** START OF PROVIDED DATA **

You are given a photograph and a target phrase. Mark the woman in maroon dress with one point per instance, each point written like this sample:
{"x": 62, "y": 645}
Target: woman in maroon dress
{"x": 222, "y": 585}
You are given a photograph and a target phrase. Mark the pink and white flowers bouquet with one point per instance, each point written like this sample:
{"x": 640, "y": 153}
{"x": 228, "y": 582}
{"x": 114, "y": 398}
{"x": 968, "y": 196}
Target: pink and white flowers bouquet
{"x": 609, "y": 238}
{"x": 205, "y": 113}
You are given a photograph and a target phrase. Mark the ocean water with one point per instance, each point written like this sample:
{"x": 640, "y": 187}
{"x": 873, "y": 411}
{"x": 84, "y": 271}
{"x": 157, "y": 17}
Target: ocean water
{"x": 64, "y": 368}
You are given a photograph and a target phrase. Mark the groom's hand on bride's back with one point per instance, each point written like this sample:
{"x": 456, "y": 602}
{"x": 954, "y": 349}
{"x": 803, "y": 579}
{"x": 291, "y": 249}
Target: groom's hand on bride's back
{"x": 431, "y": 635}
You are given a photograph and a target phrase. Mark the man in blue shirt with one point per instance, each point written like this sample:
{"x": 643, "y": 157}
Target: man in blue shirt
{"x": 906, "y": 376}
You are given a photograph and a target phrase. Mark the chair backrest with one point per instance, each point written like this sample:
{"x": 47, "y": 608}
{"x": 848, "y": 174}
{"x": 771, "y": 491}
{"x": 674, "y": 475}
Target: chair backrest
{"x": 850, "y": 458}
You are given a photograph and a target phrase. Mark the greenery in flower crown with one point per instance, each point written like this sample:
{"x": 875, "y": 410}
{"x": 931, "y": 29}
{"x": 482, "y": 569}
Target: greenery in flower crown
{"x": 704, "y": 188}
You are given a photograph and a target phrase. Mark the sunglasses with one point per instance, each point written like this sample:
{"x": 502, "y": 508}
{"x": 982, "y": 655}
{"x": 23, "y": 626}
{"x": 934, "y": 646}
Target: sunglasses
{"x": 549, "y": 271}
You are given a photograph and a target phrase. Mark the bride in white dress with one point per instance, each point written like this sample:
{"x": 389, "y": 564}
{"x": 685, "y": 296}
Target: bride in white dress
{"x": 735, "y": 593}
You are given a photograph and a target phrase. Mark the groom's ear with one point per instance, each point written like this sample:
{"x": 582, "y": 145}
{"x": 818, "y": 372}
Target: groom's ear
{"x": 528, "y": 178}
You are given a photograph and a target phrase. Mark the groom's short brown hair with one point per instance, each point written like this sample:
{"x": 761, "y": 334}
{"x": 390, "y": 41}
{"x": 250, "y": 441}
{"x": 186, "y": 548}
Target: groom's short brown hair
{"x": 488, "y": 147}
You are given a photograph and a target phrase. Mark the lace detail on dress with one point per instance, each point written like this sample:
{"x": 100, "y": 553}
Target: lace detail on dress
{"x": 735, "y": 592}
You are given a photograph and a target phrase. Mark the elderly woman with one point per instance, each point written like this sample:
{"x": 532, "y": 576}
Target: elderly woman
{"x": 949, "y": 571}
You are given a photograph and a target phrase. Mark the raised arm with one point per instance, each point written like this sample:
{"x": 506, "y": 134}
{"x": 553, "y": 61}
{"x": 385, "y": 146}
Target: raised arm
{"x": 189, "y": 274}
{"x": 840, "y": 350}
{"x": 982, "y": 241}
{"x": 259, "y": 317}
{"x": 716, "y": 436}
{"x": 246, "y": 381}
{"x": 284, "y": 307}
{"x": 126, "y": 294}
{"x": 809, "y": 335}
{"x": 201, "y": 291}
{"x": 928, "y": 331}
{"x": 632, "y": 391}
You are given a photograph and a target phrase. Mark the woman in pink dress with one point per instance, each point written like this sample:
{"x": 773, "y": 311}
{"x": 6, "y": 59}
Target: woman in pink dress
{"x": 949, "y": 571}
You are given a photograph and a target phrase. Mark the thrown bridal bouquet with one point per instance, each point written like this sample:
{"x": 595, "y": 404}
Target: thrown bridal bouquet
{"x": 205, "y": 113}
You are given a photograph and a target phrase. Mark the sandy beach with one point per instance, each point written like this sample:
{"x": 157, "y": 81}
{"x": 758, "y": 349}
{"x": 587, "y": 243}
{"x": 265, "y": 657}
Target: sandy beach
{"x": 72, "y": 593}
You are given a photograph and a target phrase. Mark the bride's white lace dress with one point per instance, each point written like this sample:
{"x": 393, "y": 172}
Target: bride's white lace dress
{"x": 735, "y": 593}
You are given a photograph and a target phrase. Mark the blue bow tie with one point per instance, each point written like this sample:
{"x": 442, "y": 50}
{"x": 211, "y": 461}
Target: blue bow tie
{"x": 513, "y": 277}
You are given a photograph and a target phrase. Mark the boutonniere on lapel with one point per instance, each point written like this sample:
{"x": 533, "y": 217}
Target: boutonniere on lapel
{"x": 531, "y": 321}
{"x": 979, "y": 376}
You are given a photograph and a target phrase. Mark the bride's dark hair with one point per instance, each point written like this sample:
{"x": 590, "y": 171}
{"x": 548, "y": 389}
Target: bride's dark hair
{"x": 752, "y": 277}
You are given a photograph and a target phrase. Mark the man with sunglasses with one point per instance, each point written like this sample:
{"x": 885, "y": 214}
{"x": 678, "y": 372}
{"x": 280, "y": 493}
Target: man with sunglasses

** END OF PROVIDED DATA **

CHALLENGE:
Transcribe each entry precisely, missing none.

TASK RESPONSE:
You are given a photograph and a target phrase. Mark the woman in maroon dress with one point per instance, each point written like this sample:
{"x": 62, "y": 645}
Target: woman in maroon dress
{"x": 222, "y": 585}
You are given a photograph and a target phrase. Mark the pink and white flowers bouquet with one point per instance, each point written like this sample:
{"x": 640, "y": 153}
{"x": 228, "y": 582}
{"x": 114, "y": 398}
{"x": 968, "y": 196}
Target: pink and white flowers bouquet
{"x": 609, "y": 238}
{"x": 205, "y": 113}
You are given a photograph and a target phrase. Mark the ocean water with one point per instance, each point written like this sample:
{"x": 640, "y": 187}
{"x": 873, "y": 411}
{"x": 84, "y": 271}
{"x": 157, "y": 17}
Target: ocean water
{"x": 64, "y": 368}
You are given a photograph and a target phrase. Mark the groom's hand on bride's back with one point per instance, each point written like this sample:
{"x": 456, "y": 602}
{"x": 954, "y": 349}
{"x": 803, "y": 579}
{"x": 291, "y": 249}
Target: groom's hand on bride's back
{"x": 431, "y": 635}
You are given a photograph and a target phrase. Mark the man in blue shirt with one point per instance, each point written like this sample:
{"x": 643, "y": 157}
Target: man in blue shirt
{"x": 906, "y": 376}
You are given a photograph and a target phrase. Mark the chair backrest with one point per instance, each point written like this sample:
{"x": 47, "y": 608}
{"x": 848, "y": 174}
{"x": 771, "y": 491}
{"x": 674, "y": 475}
Target: chair backrest
{"x": 850, "y": 458}
You are given a photograph and a target phrase. Mark the greenery in flower crown with one point per instance, each point written like this sample:
{"x": 875, "y": 410}
{"x": 931, "y": 29}
{"x": 482, "y": 569}
Target: greenery in flower crown
{"x": 704, "y": 188}
You are given a photograph and a target phrase. Mark the sunglasses with one point per instance, each point written like this sample:
{"x": 502, "y": 508}
{"x": 982, "y": 655}
{"x": 23, "y": 626}
{"x": 934, "y": 646}
Target: sunglasses
{"x": 549, "y": 271}
You are given a photograph and a target phrase. Mark the bride in white dress with one point per instance, each point written like this sample:
{"x": 389, "y": 564}
{"x": 685, "y": 296}
Target: bride in white dress
{"x": 735, "y": 593}
You are given a photograph and a target phrase. Mark the groom's ear with one point per instance, each point written like this sample:
{"x": 582, "y": 145}
{"x": 818, "y": 372}
Target: groom's ear
{"x": 528, "y": 178}
You are given a photograph and a target phrase. Mark the groom's short brown hair with one point per instance, each point written like this sample:
{"x": 761, "y": 334}
{"x": 390, "y": 41}
{"x": 250, "y": 441}
{"x": 186, "y": 548}
Target: groom's short brown hair
{"x": 488, "y": 147}
You are given a photograph and a target phrase. Mark the lace detail on dress with one point per instance, each point written like this sample:
{"x": 100, "y": 553}
Target: lace detail on dress
{"x": 735, "y": 592}
You are given a photograph and a target phrase. Mark the elderly woman with one point per instance, each point written like this sample:
{"x": 532, "y": 576}
Target: elderly woman
{"x": 949, "y": 571}
You are given a photograph and a target phrase. Mark the raised arm with one point per instance, each point written like this sample:
{"x": 506, "y": 134}
{"x": 553, "y": 61}
{"x": 385, "y": 146}
Target: raised arm
{"x": 189, "y": 274}
{"x": 840, "y": 350}
{"x": 982, "y": 241}
{"x": 259, "y": 317}
{"x": 716, "y": 436}
{"x": 246, "y": 381}
{"x": 284, "y": 307}
{"x": 126, "y": 294}
{"x": 809, "y": 335}
{"x": 201, "y": 291}
{"x": 928, "y": 331}
{"x": 632, "y": 391}
You are given a photograph and a target phrase. Mark the woman in pink dress with one point per instance, each point written like this sample:
{"x": 773, "y": 311}
{"x": 6, "y": 59}
Target: woman in pink dress
{"x": 949, "y": 571}
You are given a photograph and a target phrase. Mark the thrown bridal bouquet with one point per instance, each point written like this sample:
{"x": 595, "y": 404}
Target: thrown bridal bouquet
{"x": 205, "y": 113}
You are given a photograph and a target phrase. Mark the sandy beach with one point per instance, each point written like this sample:
{"x": 157, "y": 81}
{"x": 758, "y": 349}
{"x": 587, "y": 243}
{"x": 265, "y": 657}
Target: sandy beach
{"x": 72, "y": 593}
You are given a photograph and a target phrase. Mark the bride's white lace dress with one point per instance, each point written like this sample:
{"x": 393, "y": 172}
Target: bride's white lace dress
{"x": 735, "y": 593}
You are given a photograph and a target phrase. Mark the blue bow tie with one point per instance, each point written like this sample:
{"x": 442, "y": 50}
{"x": 211, "y": 461}
Target: blue bow tie
{"x": 513, "y": 277}
You are given a photograph and a target phrase. Mark the boutonniere on lapel with one point per instance, each point written like this sample:
{"x": 533, "y": 217}
Target: boutonniere on lapel
{"x": 531, "y": 321}
{"x": 979, "y": 376}
You are given a photograph and a target phrase. Mark the bride's dark hair with one point per instance, each point written like this sample:
{"x": 590, "y": 171}
{"x": 548, "y": 389}
Target: bride's dark hair
{"x": 752, "y": 277}
You are given a photograph and a target phrase. Mark the man with sunglasses with one point per instance, each point written like this sample:
{"x": 885, "y": 214}
{"x": 678, "y": 372}
{"x": 280, "y": 493}
Target: man with sunglasses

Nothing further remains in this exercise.